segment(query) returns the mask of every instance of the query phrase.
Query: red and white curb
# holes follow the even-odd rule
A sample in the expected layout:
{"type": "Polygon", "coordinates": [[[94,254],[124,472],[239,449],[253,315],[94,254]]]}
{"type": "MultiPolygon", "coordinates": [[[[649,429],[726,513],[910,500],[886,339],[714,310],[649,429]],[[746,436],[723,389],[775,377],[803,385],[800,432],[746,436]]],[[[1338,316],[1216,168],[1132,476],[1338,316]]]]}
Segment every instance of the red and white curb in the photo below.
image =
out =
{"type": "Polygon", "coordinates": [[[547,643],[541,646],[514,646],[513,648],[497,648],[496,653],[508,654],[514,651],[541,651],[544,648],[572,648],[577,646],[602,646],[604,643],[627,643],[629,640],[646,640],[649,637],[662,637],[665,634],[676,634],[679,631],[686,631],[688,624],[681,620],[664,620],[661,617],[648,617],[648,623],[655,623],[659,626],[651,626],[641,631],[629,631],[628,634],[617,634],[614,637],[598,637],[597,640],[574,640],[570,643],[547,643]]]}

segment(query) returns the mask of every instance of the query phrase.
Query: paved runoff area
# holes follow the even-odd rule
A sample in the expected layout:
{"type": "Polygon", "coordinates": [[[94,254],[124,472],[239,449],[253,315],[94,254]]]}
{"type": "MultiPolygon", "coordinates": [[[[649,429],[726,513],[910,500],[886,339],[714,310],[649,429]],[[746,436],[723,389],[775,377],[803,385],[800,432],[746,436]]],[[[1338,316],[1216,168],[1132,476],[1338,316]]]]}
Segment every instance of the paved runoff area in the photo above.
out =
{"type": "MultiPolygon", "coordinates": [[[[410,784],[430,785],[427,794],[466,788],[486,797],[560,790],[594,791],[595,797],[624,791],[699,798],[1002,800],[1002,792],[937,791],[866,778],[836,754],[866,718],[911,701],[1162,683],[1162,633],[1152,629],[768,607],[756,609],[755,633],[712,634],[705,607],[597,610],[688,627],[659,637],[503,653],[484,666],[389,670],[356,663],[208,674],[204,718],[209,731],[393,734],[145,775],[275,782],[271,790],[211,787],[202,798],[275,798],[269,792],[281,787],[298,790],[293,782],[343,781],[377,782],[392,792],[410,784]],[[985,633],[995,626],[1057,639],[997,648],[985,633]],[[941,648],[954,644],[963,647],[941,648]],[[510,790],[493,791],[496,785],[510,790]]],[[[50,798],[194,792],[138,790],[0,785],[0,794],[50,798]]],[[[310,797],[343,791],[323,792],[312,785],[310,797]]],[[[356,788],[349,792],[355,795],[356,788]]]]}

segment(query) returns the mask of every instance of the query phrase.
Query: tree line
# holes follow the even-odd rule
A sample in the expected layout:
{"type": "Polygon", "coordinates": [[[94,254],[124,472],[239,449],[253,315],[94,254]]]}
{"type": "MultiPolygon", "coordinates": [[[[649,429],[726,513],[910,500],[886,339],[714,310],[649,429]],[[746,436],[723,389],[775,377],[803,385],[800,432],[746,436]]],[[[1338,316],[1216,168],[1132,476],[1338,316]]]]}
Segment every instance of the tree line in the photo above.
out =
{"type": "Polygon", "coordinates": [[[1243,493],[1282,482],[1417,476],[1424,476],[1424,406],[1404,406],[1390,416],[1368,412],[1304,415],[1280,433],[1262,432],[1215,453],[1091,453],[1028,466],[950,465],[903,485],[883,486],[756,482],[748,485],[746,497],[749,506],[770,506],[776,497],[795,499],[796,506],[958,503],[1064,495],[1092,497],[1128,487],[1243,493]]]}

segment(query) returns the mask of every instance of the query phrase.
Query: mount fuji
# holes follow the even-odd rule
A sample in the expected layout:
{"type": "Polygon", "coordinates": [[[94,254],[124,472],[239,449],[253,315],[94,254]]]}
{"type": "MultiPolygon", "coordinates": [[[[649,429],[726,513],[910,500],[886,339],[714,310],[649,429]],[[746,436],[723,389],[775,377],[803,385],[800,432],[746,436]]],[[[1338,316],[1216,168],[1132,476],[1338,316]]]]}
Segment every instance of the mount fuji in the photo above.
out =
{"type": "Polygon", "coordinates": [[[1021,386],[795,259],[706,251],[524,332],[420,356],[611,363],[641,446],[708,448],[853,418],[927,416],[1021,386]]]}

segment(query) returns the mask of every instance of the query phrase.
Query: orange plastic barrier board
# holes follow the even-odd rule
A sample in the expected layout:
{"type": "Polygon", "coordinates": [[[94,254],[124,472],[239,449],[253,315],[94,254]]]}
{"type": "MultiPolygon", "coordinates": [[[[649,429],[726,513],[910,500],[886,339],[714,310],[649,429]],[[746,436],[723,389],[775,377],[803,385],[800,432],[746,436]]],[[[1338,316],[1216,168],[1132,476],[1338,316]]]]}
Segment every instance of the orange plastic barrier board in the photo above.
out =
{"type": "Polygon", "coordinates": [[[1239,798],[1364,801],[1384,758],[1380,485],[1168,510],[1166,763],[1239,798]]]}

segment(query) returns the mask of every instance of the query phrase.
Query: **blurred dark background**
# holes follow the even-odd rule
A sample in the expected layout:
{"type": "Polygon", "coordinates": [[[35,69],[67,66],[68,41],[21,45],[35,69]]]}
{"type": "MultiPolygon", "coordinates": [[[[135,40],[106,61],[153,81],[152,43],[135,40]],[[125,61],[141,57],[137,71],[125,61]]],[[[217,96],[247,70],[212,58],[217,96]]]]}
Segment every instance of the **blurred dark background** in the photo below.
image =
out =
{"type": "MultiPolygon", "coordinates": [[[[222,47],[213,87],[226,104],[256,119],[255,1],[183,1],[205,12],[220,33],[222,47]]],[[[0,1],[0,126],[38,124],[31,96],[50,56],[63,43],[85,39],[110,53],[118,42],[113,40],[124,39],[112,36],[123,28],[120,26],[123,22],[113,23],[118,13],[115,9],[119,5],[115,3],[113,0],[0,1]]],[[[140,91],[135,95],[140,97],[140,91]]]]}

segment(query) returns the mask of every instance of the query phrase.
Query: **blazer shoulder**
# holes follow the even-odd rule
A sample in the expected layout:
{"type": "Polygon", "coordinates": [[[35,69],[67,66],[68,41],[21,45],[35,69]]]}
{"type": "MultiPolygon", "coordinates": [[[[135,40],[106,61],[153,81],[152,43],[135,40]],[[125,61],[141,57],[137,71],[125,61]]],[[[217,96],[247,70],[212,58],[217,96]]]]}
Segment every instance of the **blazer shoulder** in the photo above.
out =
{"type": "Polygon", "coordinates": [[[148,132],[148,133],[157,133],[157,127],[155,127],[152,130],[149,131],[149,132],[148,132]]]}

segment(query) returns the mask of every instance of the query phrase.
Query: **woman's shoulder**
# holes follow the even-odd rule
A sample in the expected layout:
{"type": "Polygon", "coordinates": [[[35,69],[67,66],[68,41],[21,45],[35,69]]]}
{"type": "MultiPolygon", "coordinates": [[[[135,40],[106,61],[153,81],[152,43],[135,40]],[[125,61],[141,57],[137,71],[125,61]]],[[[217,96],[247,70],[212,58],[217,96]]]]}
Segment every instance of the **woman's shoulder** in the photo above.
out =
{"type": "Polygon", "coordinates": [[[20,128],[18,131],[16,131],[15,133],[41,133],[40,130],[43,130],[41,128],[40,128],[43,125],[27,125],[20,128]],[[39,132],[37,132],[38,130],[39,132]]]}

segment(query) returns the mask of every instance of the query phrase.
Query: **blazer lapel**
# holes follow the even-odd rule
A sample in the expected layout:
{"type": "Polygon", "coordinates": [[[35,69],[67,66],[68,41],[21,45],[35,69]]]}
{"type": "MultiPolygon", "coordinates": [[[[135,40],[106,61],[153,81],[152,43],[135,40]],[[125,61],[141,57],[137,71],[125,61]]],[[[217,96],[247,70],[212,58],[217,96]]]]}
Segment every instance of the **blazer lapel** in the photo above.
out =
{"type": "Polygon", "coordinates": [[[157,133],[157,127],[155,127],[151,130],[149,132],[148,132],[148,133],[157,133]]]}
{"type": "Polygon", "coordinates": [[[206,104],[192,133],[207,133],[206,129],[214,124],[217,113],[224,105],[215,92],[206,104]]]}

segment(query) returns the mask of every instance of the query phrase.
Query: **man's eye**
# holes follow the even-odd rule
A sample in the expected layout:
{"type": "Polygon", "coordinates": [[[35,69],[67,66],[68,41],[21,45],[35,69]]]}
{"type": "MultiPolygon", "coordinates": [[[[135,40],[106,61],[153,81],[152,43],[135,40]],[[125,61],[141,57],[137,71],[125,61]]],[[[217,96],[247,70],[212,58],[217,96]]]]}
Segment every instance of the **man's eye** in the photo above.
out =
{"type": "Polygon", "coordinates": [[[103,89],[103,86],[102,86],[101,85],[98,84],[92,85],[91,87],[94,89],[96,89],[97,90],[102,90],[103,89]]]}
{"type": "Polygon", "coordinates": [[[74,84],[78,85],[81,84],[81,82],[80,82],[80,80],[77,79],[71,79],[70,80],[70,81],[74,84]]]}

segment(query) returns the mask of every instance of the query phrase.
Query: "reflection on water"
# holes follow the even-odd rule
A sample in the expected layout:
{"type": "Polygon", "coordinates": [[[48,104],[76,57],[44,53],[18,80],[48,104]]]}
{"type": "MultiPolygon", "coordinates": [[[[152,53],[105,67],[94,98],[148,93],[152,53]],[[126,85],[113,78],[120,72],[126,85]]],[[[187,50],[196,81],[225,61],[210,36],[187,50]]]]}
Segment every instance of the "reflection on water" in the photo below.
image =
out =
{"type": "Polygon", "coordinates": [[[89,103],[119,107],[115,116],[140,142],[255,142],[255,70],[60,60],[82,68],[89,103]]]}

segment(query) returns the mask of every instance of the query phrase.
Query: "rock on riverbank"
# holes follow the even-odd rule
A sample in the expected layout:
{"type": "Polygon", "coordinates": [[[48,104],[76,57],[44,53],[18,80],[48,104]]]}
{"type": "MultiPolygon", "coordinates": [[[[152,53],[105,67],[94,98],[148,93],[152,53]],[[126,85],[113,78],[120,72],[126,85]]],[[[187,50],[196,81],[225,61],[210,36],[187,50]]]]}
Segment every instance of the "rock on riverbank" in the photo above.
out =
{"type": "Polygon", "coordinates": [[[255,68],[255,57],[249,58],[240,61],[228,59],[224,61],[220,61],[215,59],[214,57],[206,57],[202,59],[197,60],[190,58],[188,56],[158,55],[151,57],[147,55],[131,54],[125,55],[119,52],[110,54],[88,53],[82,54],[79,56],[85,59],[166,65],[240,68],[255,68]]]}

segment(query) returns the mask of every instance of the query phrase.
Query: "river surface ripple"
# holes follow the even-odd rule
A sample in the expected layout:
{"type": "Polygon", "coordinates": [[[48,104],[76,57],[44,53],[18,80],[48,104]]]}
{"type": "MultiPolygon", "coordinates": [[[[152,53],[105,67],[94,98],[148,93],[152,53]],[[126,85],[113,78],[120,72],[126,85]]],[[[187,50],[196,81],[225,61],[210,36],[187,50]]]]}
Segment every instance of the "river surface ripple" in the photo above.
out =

• [任务说明]:
找出上文条目中所有含有字符串“reflection”的行，并将这些行逐一原样抄录。

• [本题答复]:
Query: "reflection on water"
Segment every instance of the "reflection on water" in the photo below.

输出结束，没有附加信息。